WORK INSTRUCTION -> Below are the entries; tally the lines holding the string "instance" and give only that figure.

(DATA FOR THE TASK)

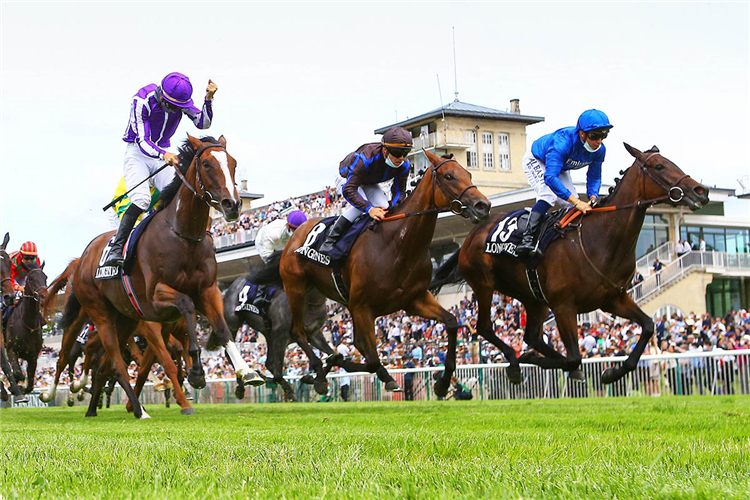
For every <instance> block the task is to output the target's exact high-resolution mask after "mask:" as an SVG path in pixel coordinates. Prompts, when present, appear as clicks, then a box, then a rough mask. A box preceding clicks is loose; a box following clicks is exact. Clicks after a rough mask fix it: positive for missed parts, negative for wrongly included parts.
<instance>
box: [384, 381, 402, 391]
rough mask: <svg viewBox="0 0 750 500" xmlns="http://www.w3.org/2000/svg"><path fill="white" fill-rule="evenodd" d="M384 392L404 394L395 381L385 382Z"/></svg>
mask: <svg viewBox="0 0 750 500" xmlns="http://www.w3.org/2000/svg"><path fill="white" fill-rule="evenodd" d="M385 390H386V392H404V390H403V389H402V388H401V386H400V385H398V382H396V381H395V380H391V381H390V382H386V384H385Z"/></svg>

(End DATA FOR THE TASK)

EXPECTED ANSWER -> 2